LIST OF TASKS:
1. In the bike touring article, update the part that opens with the words containing "Along with getting" and closes with "for good measure.", writing it out again with "Trek 520" replaced by "touring bike".
2. According to the bike touring article, how many miles did the writer target between Washington, DC and Chicago?
3. Pick up the bike touring article from its last sentence and keep writing.

Less Zoom, More Pedaling - Cycling West - Cycling Utah

2022-08-15 10:54:37 By : Ms. Monica Pan

By Matt Davidson — It's always a good time for a bike tour! When I tour, I am all about enjoying the outdoors, meeting new people, absorbing new smells, and seeing amazing sights which may not be accessible on a car vacation. And there's nothing like the experience of bicycle touring at 10 mph and taking it all in.

Prior to starting my adventure, I trained daily for two months with gallon jugs of water in my panniers. I often rode along a nearly flat dedicated bike path (Murdock Canal Trail) and also regularly climbed the 1,000-foot Suncrest mountain pass, between Lehi and Draper, UT. My skinny chicken legs were ready and were accustomed for days that reached 75 miles carrying 40 lbs, without feeling cramped and spent.

Along with getting physically ready, I wanted to be sure that my well-worn Trek 520 didn't encounter any problems. Mechanically, I spent at least 10-20 hours in total going over my bicycle, ensuring that my brakes, cables, gear shifting, tires, and lubrication were tour ready or replaced and new. As a final check I had an expert bike mechanic at Saturday Cycles inspect my wheels, replacing a broken spoke in the process and also used my local bike shop, Hangar 15 for recommendations on a new hub.

Where to go? Well, after considering a few different routes my friend Lou Melini, a truly knowledgeable and well-traveled bike adventurer, tipped me off to the Eastern Express tour. I changed the overall route and targeted 1,200 miles between Washington, DC and Chicago, Illinois, eventually averaging about 50 miles per day, with a handful of zero-mile R&R days thrown in for good measure.

[Dataset rows on where objects appear]
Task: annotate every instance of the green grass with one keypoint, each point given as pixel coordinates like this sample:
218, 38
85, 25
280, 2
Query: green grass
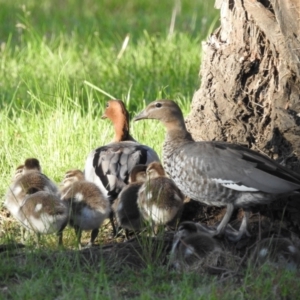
49, 53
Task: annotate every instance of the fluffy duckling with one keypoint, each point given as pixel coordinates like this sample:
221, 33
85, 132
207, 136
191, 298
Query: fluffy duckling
279, 252
28, 180
190, 245
109, 166
33, 200
159, 199
125, 207
218, 173
18, 173
88, 206
44, 213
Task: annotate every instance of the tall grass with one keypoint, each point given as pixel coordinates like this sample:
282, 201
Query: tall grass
52, 53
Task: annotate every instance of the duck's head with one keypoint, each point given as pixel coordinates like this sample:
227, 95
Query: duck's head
166, 111
72, 176
114, 110
32, 164
138, 174
155, 169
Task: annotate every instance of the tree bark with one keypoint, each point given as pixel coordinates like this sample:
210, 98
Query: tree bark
250, 75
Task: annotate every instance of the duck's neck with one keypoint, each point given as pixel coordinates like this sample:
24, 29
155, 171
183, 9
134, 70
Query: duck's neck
122, 130
177, 132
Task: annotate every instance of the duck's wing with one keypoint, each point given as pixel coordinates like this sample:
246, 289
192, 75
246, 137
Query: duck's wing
240, 168
109, 166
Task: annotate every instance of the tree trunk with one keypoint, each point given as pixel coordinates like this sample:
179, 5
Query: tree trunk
250, 74
250, 88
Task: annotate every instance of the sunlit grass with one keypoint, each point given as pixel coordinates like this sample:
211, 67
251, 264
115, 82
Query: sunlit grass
58, 61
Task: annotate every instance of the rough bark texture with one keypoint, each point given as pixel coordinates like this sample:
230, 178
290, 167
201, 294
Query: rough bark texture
250, 76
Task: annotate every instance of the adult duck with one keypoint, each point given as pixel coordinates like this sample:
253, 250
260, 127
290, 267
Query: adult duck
218, 173
109, 166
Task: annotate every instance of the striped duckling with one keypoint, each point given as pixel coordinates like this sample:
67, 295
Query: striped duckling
190, 245
88, 206
125, 207
218, 173
159, 199
276, 251
109, 166
33, 200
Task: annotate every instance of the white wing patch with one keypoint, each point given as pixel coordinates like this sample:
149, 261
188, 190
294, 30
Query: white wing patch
234, 186
78, 197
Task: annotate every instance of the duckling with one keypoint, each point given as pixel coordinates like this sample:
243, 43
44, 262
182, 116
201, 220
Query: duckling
29, 182
18, 173
277, 251
44, 213
125, 207
218, 173
109, 166
88, 206
190, 245
159, 199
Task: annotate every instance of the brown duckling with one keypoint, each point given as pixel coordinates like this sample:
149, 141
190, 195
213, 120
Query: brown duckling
88, 206
18, 173
44, 213
190, 245
109, 166
218, 173
159, 199
277, 251
125, 207
29, 182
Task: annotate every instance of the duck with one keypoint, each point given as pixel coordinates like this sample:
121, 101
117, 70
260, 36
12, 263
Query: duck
88, 206
32, 199
276, 251
27, 180
190, 244
125, 207
44, 213
18, 172
218, 173
109, 166
159, 199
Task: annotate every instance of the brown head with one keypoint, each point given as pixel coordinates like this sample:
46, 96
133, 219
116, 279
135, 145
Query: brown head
32, 164
155, 170
72, 176
166, 111
116, 111
138, 174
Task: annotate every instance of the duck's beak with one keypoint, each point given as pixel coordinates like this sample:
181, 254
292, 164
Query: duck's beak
142, 115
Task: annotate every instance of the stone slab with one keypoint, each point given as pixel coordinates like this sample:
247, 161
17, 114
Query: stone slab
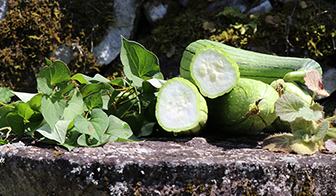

RESPONSES FOR EACH TASK:
1.
Along with getting physically ready, I wanted to be sure that my well-worn touring bike didn't encounter any problems. Mechanically, I spent at least 10-20 hours in total going over my bicycle, ensuring that my brakes, cables, gear shifting, tires, and lubrication were tour ready or replaced and new. As a final check I had an expert bike mechanic at Saturday Cycles inspect my wheels, replacing a broken spoke in the process and also used my local bike shop, Hangar 15 for recommendations on a new hub.

Where to go? Well, after considering a few different routes my friend Lou Melini, a truly knowledgeable and well-traveled bike adventurer, tipped me off to the Eastern Express tour. I changed the overall route and targeted 1,200 miles between Washington, DC and Chicago, Illinois, eventually averaging about 50 miles per day, with a handful of zero-mile R&R days thrown in for good measure.

2. 1,200 miles

3.
This tour I traveled solo and relied on camping, hotels, and Warmshowers. Everyone has a unique pace and style when touring – not necessarily better than other styles, simply different. However, traveling by myself let me set my own schedule, pace, and route itinerary. Certainly, meeting other bicyclists on tour and sharing the road added even more variety to each day. Additionally, not having each day's stop exactly planned out far in advance added to my sense of adventure. Seeing Washington, DC coupled with a sliver of the Eastern U.S. was the original attraction for my ride. What I didn't expect was to tour through a history book and having a geographical tutorial unfold on events I had only read about.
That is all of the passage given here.